**DIRECTIONS**: All lines from the one with "# for every" through the last line of the data below should be copied exactly; please add nothing.
##### TASK INPUT
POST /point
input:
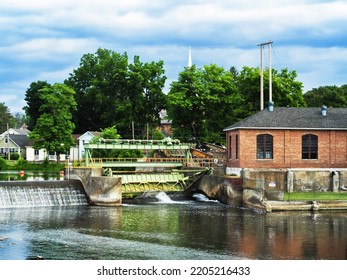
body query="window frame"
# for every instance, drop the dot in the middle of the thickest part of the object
(309, 147)
(264, 146)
##########
**YOUR RESPONSE**:
# for every instance, drop the dot in the middle of the thickest part of the object
(309, 147)
(264, 146)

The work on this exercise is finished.